:: Work instructions ::
Repeat the whole listing exactly.

:: Dataset rows ::
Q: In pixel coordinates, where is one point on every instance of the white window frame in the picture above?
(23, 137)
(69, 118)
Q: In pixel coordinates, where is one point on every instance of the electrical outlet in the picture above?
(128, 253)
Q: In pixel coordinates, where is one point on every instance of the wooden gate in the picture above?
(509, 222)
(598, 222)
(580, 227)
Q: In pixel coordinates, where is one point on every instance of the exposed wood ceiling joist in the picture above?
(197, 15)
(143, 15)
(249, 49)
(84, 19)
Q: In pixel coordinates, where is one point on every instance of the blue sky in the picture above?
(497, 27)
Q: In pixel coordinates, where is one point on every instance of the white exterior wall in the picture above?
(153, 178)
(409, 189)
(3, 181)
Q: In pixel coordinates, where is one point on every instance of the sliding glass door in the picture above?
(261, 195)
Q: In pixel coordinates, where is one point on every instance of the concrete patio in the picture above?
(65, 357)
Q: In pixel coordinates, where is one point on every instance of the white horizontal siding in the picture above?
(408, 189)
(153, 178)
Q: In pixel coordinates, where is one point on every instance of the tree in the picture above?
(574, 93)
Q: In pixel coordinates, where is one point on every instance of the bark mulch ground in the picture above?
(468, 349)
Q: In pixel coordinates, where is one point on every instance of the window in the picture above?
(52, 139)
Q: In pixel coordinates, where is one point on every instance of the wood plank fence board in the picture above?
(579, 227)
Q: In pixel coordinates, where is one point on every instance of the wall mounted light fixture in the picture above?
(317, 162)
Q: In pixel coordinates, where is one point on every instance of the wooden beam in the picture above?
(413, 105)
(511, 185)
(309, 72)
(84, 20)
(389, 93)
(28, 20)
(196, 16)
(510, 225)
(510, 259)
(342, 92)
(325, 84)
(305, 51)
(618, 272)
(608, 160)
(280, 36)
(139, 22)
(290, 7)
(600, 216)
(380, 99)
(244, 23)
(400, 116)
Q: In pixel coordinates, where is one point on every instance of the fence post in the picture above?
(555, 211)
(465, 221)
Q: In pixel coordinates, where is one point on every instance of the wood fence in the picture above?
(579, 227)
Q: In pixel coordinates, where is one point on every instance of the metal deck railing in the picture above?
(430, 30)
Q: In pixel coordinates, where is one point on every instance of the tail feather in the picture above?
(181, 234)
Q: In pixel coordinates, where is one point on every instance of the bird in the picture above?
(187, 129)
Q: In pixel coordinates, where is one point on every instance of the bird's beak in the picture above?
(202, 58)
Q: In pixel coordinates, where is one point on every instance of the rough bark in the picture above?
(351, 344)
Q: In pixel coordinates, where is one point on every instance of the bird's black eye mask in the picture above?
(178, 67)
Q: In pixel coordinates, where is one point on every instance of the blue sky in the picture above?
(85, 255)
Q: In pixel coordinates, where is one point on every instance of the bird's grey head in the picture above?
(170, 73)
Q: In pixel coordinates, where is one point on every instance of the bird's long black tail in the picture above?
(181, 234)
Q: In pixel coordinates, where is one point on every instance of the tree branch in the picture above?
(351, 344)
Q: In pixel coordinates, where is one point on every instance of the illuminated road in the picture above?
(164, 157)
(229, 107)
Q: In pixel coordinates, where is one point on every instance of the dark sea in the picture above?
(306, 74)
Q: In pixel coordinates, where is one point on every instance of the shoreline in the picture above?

:: Complete response ::
Q: In pixel coordinates, where is one point on every instance of the white window frame in the picture above?
(23, 137)
(69, 118)
Q: In pixel coordinates, where is one point on every instance of the electrical outlet in the picture above?
(128, 253)
Q: In pixel coordinates, where is one point on every instance of the wooden gate in the picture above?
(509, 222)
(598, 222)
(580, 227)
Q: In pixel coordinates, where is one point on every instance of the exposed wood ceiling joist in the picture above?
(197, 15)
(143, 15)
(249, 49)
(84, 19)
Q: In pixel coordinates, where is one point on every instance of the blue sky in the picture above?
(497, 27)
Q: In pixel coordinates, where is one point on every instance of the white exterior wall in the picture above?
(153, 178)
(409, 189)
(3, 181)
Q: In pixel coordinates, where is one point on every instance of the sliding glass door in the picture above?
(261, 195)
Q: In pixel coordinates, where is one point on every instance of the concrete patio in the picture above?
(65, 357)
Q: In pixel coordinates, where is one point on every instance of the white horizontal siding in the picture above?
(408, 189)
(153, 178)
Q: In pixel coordinates, where is one point on every instance of the tree in the picture above?
(574, 93)
Q: In pixel coordinates, where is one point on every instance of the bark mulch ground in the picture above?
(468, 349)
Q: In pixel coordinates, where is one point on every instance of the window in the picture above?
(52, 139)
Q: In pixel coordinates, where is one point on every instance of the wood plank fence board in the picture above?
(579, 227)
Q: In pixel coordinates, where is one point on every instance of the wall mounted light fixture in the picture above?
(317, 162)
Q: In pixel coordinates, where is one point on every instance of the wooden beam in the picture above?
(413, 105)
(511, 185)
(309, 72)
(84, 20)
(389, 93)
(28, 20)
(196, 16)
(510, 225)
(510, 259)
(342, 92)
(325, 84)
(305, 51)
(618, 272)
(608, 160)
(280, 36)
(139, 22)
(290, 7)
(600, 216)
(380, 99)
(244, 23)
(400, 116)
Q: In pixel coordinates, where is one point on every instance of the fence post in the picture above?
(555, 211)
(465, 221)
Q: In pixel coordinates, where is one point on every instance of the wood fence in the picture above?
(579, 227)
Q: In pixel coordinates, where is one point on every instance of the metal deck railing in the picture above?
(430, 30)
Q: In pixel coordinates, where is one point on every instance of the tail feather in the picture above?
(181, 234)
Q: In pixel coordinates, where is one point on every instance of the bird in the picture above?
(187, 129)
Q: In pixel coordinates, where is one point on every instance of the bird's beak in the picture above?
(202, 58)
Q: In pixel coordinates, where is one point on every instance of the rough bark in the picture above?
(351, 344)
Q: In pixel coordinates, where is one point on every instance of the bird's black eye mask in the picture above?
(178, 67)
Q: In pixel coordinates, where is one point on every instance of the blue sky in the picture above?
(85, 255)
Q: In pixel coordinates, where is one point on every instance of the bird's grey head in the picture above?
(170, 73)
Q: In pixel coordinates, where is one point on every instance of the bird's long black tail in the picture above?
(181, 234)
Q: In pixel coordinates, where is one point on every instance of the tree branch in the picture above?
(351, 344)
Q: In pixel coordinates, where is one point on every instance of the illuminated road in the picture above?
(164, 157)
(229, 107)
Q: In pixel coordinates, where is one point on every instance of the dark sea in the picture above?
(306, 74)
Q: In pixel coordinates, where is one point on every instance of the shoreline in the picture above?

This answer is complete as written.